> **指示 a**:
後に示す引用文に出てくる部材・部品名のうち、カタカナを含むものを、初出順にすべて挙げてください。

> **引用文**:
····················
しかし、特許文献1の技術では、第1アウトリガの衝撃吸収(Energy Absorption:EA)性能以上の衝撃エネルギがサイドシルに入力した場合、第1アウトリガの許容量以上の衝撃エネルギによってフロアフレームの車幅内側方向への移動が懸念される。
即ち、側面衝突時の衝撃エネルギが大きい場合、バッテリユニットの安全性を確保することは容易ではない。
この構成によれば、段落[0010]、段落[0012]と同様の作用、効果を奏する上、ガセット部材によって吸収されない衝撃エネルギを、バッテリフレームに加え、車体側の第1,第2クロスメンバ部材に分散することができる。
この構成によれば、サイドシルに入力した衝撃エネルギを車幅方向に延びる複数のロードパスを用いて効率的に分散させることができる。
····················
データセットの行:
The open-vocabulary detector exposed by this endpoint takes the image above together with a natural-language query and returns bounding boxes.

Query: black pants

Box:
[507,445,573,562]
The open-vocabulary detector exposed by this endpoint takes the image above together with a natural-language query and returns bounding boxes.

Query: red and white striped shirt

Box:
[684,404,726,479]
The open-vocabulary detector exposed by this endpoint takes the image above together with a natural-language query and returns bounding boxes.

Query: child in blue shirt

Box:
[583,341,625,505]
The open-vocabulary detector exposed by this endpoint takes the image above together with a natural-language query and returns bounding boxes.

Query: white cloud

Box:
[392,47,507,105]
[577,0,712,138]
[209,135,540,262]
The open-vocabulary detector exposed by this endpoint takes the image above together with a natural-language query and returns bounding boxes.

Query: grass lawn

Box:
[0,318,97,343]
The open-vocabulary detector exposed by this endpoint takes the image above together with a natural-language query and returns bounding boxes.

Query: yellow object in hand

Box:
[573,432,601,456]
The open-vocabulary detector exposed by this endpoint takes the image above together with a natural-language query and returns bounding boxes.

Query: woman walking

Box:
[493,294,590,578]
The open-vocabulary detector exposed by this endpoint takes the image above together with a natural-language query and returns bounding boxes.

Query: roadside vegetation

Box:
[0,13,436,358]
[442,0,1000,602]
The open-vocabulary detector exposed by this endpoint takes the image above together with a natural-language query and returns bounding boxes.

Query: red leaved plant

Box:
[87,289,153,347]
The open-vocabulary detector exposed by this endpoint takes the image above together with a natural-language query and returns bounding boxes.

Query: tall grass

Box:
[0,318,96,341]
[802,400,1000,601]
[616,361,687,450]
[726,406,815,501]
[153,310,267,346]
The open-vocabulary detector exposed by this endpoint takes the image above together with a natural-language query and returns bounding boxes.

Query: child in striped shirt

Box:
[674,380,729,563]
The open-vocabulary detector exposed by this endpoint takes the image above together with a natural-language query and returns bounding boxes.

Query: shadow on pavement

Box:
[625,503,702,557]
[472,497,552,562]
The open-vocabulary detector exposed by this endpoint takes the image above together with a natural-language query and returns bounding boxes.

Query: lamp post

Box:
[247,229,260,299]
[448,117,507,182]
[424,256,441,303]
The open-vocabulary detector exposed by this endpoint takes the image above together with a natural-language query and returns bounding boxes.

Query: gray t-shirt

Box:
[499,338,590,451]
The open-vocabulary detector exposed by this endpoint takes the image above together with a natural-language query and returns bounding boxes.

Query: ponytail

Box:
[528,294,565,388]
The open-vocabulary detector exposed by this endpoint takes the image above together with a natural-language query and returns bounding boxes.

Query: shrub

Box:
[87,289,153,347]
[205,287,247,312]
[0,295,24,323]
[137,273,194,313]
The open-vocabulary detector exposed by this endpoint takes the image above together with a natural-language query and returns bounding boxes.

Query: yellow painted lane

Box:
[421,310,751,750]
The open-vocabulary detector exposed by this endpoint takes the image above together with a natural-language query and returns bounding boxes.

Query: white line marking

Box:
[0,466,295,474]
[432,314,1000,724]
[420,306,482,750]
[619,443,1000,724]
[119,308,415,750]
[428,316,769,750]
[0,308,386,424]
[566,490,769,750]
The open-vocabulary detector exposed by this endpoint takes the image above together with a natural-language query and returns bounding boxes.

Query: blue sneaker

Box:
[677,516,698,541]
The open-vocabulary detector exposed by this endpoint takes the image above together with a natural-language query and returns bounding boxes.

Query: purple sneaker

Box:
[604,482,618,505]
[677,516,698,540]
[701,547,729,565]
····················
> **指示 b**:
レコードの先頭から「[209,135,540,262]」を含む行まで(両端を含む)を、依頼文も含めて書き出してください。その際、回答のバウンディングボックス座標はすべての数値に81を足してずらしてください。

> **回答 a**:
第1アウトリガ
サイドシル
フロアフレーム
バッテリユニット
ガセット部材
バッテリフレーム
第1,第2クロスメンバ部材

> **回答 b**:
The open-vocabulary detector exposed by this endpoint takes the image above together with a natural-language query and returns bounding boxes.

Query: black pants

Box:
[588,526,654,643]
The open-vocabulary detector exposed by this endpoint takes the image above together with a natural-language query and returns bounding boxes.

Query: red and white striped shirt

Box:
[765,485,807,560]
The open-vocabulary detector exposed by this endpoint takes the image above together with a natural-language query and returns bounding boxes.

Query: child in blue shirt

Box:
[664,422,706,586]
The open-vocabulary detector exposed by this endpoint takes the image above together with a natural-language query and returns bounding boxes.

Query: white cloud

Box:
[473,128,588,186]
[658,81,793,219]
[290,216,621,343]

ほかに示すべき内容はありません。